*** Supplied data ***
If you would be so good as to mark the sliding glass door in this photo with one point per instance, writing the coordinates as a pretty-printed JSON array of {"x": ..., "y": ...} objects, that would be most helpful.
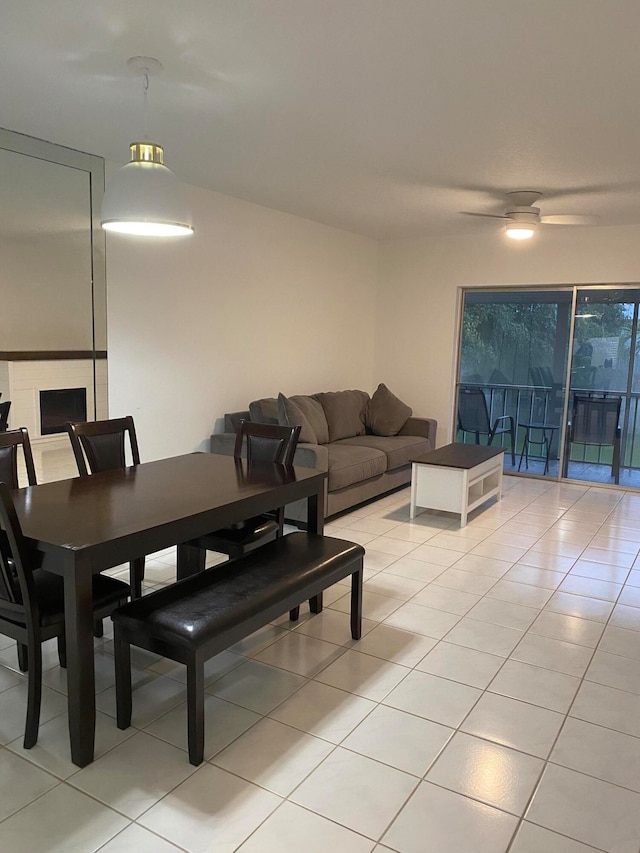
[{"x": 560, "y": 366}]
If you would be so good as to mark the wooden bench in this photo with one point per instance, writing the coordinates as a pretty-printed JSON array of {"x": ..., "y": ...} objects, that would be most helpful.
[{"x": 196, "y": 618}]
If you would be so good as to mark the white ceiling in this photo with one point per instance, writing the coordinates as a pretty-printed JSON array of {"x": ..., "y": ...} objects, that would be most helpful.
[{"x": 383, "y": 117}]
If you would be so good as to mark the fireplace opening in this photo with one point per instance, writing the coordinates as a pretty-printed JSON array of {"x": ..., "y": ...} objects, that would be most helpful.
[{"x": 60, "y": 406}]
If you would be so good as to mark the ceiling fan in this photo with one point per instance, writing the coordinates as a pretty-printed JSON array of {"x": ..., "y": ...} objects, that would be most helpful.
[{"x": 522, "y": 218}]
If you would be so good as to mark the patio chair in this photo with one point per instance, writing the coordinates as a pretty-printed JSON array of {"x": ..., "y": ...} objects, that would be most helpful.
[
  {"x": 595, "y": 422},
  {"x": 473, "y": 417},
  {"x": 4, "y": 415}
]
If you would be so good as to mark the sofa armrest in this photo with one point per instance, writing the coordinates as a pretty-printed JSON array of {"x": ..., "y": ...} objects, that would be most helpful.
[{"x": 426, "y": 427}]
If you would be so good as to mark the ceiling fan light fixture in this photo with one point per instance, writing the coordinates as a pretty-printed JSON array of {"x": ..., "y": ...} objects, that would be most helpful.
[
  {"x": 145, "y": 197},
  {"x": 520, "y": 230}
]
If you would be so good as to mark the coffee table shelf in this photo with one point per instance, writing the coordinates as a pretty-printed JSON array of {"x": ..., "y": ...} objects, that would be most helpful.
[{"x": 456, "y": 478}]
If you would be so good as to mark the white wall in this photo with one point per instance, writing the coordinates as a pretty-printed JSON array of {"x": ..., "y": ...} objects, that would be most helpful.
[
  {"x": 254, "y": 303},
  {"x": 416, "y": 323}
]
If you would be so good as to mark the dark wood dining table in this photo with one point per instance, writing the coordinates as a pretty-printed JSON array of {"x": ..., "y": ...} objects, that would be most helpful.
[{"x": 85, "y": 525}]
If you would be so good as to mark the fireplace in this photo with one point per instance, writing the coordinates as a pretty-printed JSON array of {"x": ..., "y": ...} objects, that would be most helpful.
[{"x": 60, "y": 406}]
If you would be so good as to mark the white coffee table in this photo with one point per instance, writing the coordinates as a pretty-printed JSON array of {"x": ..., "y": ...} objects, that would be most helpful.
[{"x": 456, "y": 478}]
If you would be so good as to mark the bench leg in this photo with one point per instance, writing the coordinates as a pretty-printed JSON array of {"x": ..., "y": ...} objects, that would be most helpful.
[
  {"x": 195, "y": 710},
  {"x": 315, "y": 603},
  {"x": 356, "y": 603},
  {"x": 122, "y": 652}
]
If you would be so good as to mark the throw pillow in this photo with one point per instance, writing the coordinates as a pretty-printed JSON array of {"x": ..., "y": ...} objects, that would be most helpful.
[
  {"x": 385, "y": 413},
  {"x": 314, "y": 413},
  {"x": 290, "y": 414}
]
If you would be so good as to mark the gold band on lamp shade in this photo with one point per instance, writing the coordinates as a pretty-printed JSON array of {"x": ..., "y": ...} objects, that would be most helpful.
[{"x": 145, "y": 197}]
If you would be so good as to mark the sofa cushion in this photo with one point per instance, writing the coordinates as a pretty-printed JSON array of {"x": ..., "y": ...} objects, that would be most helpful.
[
  {"x": 264, "y": 411},
  {"x": 398, "y": 449},
  {"x": 290, "y": 414},
  {"x": 385, "y": 413},
  {"x": 349, "y": 464},
  {"x": 344, "y": 411},
  {"x": 308, "y": 413}
]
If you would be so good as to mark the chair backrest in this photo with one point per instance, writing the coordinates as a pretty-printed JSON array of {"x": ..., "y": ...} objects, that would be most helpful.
[
  {"x": 9, "y": 443},
  {"x": 267, "y": 442},
  {"x": 18, "y": 601},
  {"x": 103, "y": 444},
  {"x": 473, "y": 415},
  {"x": 595, "y": 420},
  {"x": 4, "y": 415}
]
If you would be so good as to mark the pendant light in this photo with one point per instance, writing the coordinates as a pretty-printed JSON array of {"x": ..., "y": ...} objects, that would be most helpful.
[{"x": 145, "y": 197}]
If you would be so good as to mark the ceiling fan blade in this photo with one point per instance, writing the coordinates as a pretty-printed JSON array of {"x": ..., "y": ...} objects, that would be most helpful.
[
  {"x": 569, "y": 219},
  {"x": 485, "y": 215}
]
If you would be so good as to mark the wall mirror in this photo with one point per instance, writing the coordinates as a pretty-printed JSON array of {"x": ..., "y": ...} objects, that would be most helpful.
[{"x": 53, "y": 330}]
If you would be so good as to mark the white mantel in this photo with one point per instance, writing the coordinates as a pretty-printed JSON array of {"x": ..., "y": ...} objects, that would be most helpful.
[{"x": 22, "y": 380}]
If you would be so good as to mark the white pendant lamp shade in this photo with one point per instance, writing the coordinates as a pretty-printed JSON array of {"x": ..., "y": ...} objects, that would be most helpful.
[{"x": 145, "y": 197}]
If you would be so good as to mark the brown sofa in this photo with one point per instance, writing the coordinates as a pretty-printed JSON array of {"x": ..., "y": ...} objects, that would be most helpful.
[{"x": 339, "y": 436}]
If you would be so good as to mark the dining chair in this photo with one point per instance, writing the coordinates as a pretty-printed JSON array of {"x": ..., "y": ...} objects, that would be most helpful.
[
  {"x": 10, "y": 441},
  {"x": 101, "y": 446},
  {"x": 595, "y": 421},
  {"x": 4, "y": 415},
  {"x": 32, "y": 605},
  {"x": 263, "y": 443},
  {"x": 473, "y": 416}
]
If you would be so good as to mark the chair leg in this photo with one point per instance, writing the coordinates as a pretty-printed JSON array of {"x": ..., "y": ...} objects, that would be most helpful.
[
  {"x": 34, "y": 695},
  {"x": 62, "y": 649},
  {"x": 195, "y": 710},
  {"x": 615, "y": 467},
  {"x": 122, "y": 654},
  {"x": 23, "y": 657},
  {"x": 136, "y": 570},
  {"x": 315, "y": 603}
]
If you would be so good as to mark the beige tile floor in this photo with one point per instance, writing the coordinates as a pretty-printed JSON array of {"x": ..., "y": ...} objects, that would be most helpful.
[{"x": 492, "y": 704}]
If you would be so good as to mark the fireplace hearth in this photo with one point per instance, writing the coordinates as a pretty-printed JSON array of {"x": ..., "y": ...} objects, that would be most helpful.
[{"x": 59, "y": 406}]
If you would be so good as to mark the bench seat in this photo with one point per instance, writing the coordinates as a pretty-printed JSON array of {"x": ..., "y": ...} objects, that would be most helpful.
[{"x": 200, "y": 616}]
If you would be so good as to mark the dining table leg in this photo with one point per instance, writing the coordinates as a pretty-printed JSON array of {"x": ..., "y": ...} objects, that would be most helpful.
[
  {"x": 315, "y": 524},
  {"x": 78, "y": 605},
  {"x": 190, "y": 559}
]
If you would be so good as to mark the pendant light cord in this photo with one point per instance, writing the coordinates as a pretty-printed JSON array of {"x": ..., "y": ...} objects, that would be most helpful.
[{"x": 145, "y": 85}]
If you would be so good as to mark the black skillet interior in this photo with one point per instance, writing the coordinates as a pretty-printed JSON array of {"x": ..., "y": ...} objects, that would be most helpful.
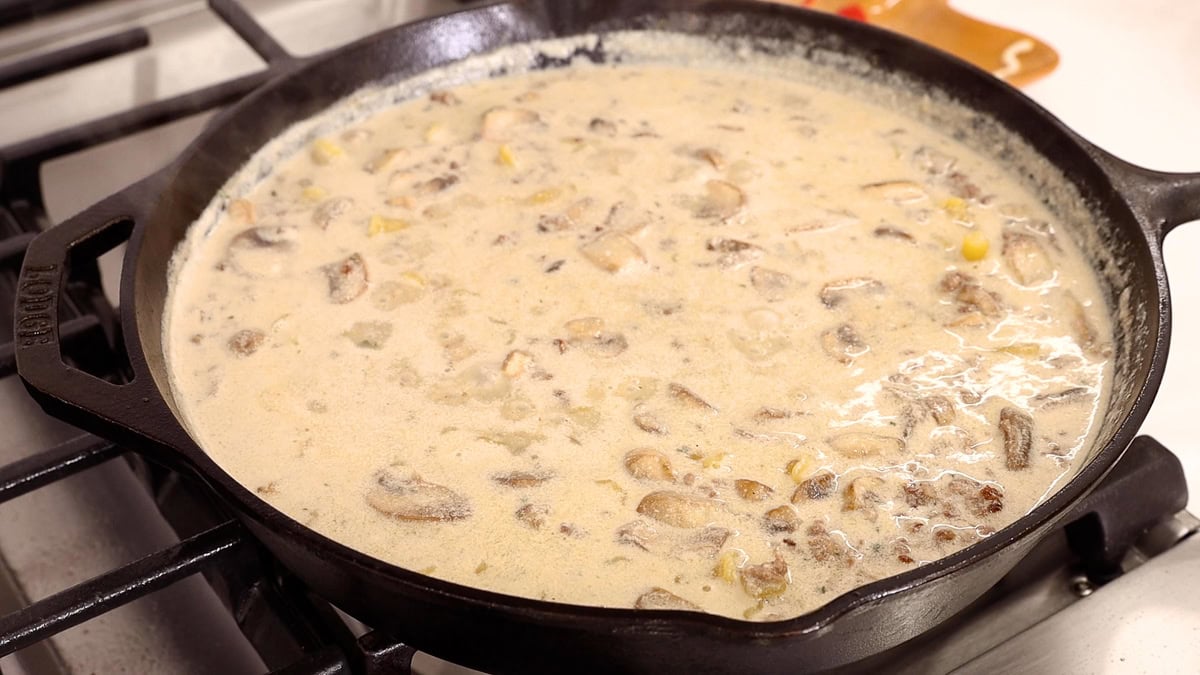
[{"x": 851, "y": 626}]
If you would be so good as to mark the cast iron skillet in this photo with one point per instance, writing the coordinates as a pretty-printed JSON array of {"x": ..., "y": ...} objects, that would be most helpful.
[{"x": 502, "y": 633}]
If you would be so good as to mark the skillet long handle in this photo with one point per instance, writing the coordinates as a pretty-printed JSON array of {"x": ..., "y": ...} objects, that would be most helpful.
[
  {"x": 1163, "y": 199},
  {"x": 65, "y": 392}
]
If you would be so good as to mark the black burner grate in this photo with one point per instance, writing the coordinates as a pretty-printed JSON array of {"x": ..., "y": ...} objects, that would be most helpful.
[{"x": 291, "y": 629}]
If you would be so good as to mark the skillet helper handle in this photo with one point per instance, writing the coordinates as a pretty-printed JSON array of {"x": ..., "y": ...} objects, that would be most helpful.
[{"x": 58, "y": 387}]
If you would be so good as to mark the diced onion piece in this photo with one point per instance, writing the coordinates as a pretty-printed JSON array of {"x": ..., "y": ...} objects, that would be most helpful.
[
  {"x": 383, "y": 225},
  {"x": 324, "y": 151},
  {"x": 975, "y": 245}
]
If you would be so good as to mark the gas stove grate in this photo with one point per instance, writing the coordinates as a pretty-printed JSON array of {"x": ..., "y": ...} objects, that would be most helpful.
[
  {"x": 291, "y": 629},
  {"x": 294, "y": 632}
]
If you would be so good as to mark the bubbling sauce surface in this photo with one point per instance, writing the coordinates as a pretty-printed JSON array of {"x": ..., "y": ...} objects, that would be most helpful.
[{"x": 642, "y": 335}]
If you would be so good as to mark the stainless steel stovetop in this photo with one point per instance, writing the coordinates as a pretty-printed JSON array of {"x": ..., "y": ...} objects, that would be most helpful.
[{"x": 1127, "y": 81}]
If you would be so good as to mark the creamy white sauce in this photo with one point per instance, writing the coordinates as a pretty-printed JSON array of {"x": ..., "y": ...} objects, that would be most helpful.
[{"x": 733, "y": 276}]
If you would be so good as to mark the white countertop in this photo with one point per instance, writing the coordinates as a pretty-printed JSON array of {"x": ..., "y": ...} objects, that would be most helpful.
[{"x": 1129, "y": 81}]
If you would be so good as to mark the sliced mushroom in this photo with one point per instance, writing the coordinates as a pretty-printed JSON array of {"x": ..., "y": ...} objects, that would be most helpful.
[
  {"x": 603, "y": 126},
  {"x": 604, "y": 344},
  {"x": 955, "y": 280},
  {"x": 347, "y": 279},
  {"x": 370, "y": 334},
  {"x": 258, "y": 250},
  {"x": 773, "y": 286},
  {"x": 649, "y": 423},
  {"x": 705, "y": 544},
  {"x": 861, "y": 444},
  {"x": 940, "y": 407},
  {"x": 781, "y": 519},
  {"x": 1085, "y": 333},
  {"x": 533, "y": 515},
  {"x": 721, "y": 201},
  {"x": 612, "y": 252},
  {"x": 517, "y": 363},
  {"x": 767, "y": 580},
  {"x": 768, "y": 413},
  {"x": 246, "y": 342},
  {"x": 1071, "y": 395},
  {"x": 444, "y": 97},
  {"x": 435, "y": 185},
  {"x": 897, "y": 191},
  {"x": 816, "y": 487},
  {"x": 646, "y": 464},
  {"x": 918, "y": 494},
  {"x": 931, "y": 161},
  {"x": 963, "y": 186},
  {"x": 639, "y": 533},
  {"x": 1017, "y": 428},
  {"x": 330, "y": 210},
  {"x": 911, "y": 417},
  {"x": 985, "y": 501},
  {"x": 823, "y": 547},
  {"x": 677, "y": 508},
  {"x": 688, "y": 398},
  {"x": 711, "y": 155},
  {"x": 499, "y": 124},
  {"x": 663, "y": 598},
  {"x": 733, "y": 254},
  {"x": 515, "y": 441},
  {"x": 862, "y": 494},
  {"x": 753, "y": 490},
  {"x": 843, "y": 344},
  {"x": 1026, "y": 260},
  {"x": 892, "y": 232},
  {"x": 522, "y": 478},
  {"x": 409, "y": 497},
  {"x": 381, "y": 161},
  {"x": 837, "y": 292},
  {"x": 973, "y": 298}
]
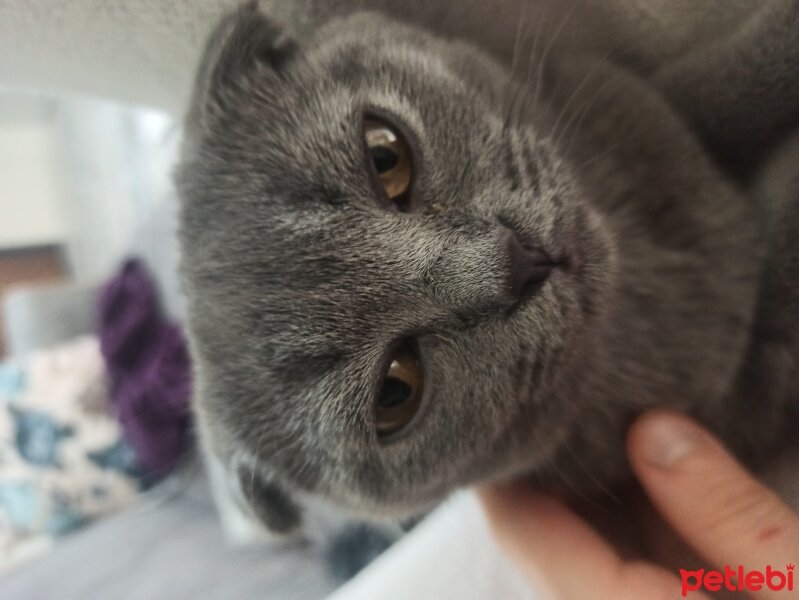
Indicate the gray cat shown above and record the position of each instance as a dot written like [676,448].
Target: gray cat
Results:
[416,262]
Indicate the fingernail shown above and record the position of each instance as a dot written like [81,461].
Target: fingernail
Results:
[668,440]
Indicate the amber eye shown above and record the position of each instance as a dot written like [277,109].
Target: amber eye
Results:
[401,394]
[391,157]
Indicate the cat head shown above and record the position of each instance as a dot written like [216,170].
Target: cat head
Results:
[390,274]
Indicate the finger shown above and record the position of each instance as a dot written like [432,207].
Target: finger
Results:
[546,540]
[709,498]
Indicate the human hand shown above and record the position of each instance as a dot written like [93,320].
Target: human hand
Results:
[704,494]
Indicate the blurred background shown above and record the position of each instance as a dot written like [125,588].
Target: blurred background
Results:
[83,184]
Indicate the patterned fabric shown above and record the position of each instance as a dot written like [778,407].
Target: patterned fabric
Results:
[63,460]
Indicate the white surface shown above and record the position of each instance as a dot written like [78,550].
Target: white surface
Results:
[450,555]
[30,196]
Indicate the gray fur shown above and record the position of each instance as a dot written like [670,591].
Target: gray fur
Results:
[678,293]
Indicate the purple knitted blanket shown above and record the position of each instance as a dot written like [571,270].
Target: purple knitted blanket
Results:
[148,365]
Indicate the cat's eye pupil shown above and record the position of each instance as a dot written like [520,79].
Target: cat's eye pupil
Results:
[394,392]
[391,158]
[384,158]
[400,395]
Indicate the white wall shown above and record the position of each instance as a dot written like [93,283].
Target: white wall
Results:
[31,205]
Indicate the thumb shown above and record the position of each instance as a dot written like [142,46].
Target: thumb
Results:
[708,497]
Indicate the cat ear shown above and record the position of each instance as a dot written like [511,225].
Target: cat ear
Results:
[245,42]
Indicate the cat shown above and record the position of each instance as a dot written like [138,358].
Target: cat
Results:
[415,261]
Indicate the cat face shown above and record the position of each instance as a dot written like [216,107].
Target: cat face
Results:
[388,283]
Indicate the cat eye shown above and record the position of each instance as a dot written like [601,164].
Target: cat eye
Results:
[401,395]
[391,158]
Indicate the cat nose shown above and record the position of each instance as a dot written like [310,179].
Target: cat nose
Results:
[529,266]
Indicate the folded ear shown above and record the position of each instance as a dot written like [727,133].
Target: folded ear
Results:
[246,42]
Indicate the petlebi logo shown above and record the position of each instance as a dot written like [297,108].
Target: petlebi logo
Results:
[737,580]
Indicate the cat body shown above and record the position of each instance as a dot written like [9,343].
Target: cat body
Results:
[672,282]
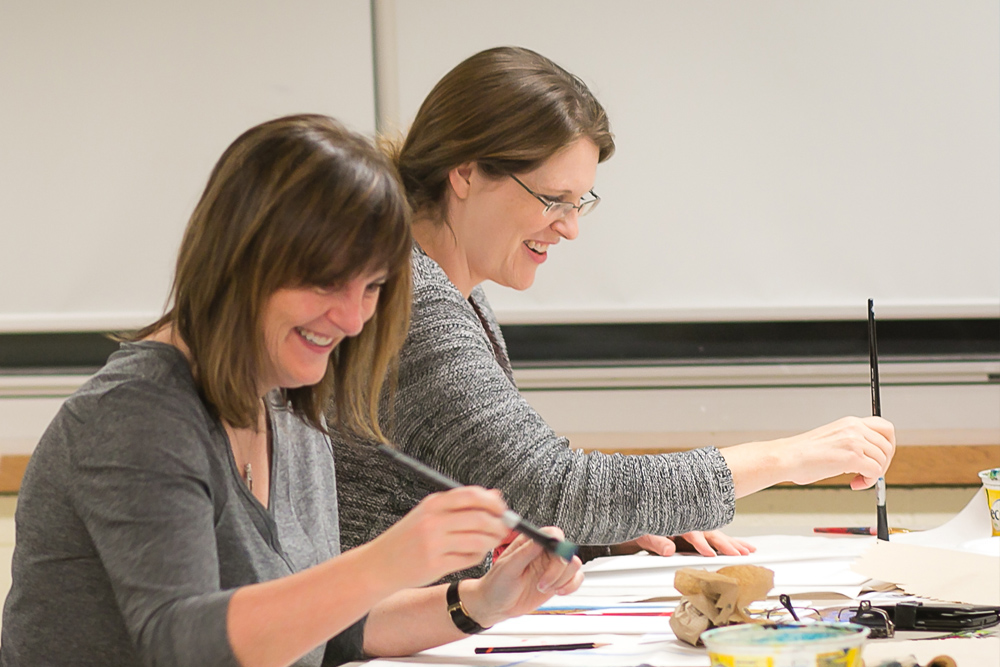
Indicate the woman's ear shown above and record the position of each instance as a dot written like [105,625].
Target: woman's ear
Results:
[460,179]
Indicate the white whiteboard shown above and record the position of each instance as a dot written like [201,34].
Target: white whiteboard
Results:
[777,159]
[112,114]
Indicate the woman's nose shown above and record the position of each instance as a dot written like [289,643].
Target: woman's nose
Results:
[567,226]
[350,311]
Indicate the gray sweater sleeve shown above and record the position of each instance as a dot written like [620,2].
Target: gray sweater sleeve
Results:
[149,511]
[457,410]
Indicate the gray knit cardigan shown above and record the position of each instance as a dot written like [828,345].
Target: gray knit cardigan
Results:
[458,410]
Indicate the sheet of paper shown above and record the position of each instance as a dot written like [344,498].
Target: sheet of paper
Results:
[770,549]
[970,525]
[939,574]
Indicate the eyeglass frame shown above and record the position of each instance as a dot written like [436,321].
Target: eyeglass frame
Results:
[551,204]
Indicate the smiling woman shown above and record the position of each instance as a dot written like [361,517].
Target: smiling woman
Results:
[499,165]
[181,507]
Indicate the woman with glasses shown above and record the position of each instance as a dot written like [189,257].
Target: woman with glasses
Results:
[499,165]
[181,508]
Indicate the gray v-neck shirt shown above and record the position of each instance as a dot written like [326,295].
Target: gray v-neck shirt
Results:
[134,526]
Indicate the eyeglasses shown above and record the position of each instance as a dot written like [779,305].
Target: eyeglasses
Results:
[555,209]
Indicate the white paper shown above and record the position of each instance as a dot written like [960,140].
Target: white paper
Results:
[972,523]
[939,574]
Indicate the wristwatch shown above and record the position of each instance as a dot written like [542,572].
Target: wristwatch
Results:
[459,616]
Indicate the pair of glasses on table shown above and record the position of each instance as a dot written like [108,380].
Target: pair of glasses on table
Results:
[879,625]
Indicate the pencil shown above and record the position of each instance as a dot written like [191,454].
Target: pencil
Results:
[882,519]
[562,548]
[540,647]
[856,530]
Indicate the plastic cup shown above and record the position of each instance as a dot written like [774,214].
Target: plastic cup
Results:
[991,481]
[786,645]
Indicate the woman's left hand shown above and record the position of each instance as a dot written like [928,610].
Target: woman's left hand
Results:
[709,543]
[521,579]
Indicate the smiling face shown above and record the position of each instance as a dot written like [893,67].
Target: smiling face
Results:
[302,325]
[502,231]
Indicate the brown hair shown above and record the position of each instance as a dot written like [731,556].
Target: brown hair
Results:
[297,201]
[508,109]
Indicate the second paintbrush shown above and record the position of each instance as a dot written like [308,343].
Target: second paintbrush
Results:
[562,548]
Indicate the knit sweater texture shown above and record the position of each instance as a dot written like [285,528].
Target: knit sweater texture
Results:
[458,410]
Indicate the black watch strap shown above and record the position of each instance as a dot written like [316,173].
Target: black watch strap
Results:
[459,616]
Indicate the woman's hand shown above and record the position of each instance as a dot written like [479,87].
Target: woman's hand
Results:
[863,446]
[709,543]
[522,578]
[859,446]
[444,533]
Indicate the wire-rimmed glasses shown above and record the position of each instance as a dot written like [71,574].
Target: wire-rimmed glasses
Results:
[558,209]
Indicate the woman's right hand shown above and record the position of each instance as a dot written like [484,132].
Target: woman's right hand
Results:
[862,446]
[445,532]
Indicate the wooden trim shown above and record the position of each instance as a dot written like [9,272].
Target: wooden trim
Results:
[12,468]
[912,465]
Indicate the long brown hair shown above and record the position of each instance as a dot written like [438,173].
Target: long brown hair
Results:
*** End of Supplied data ***
Problem details -
Check each line of the records above, and copy those that hold the word "background".

Task response -
Indicate the blurred background shown above and record the position of each instance as a dot written like [125,588].
Target: blurred background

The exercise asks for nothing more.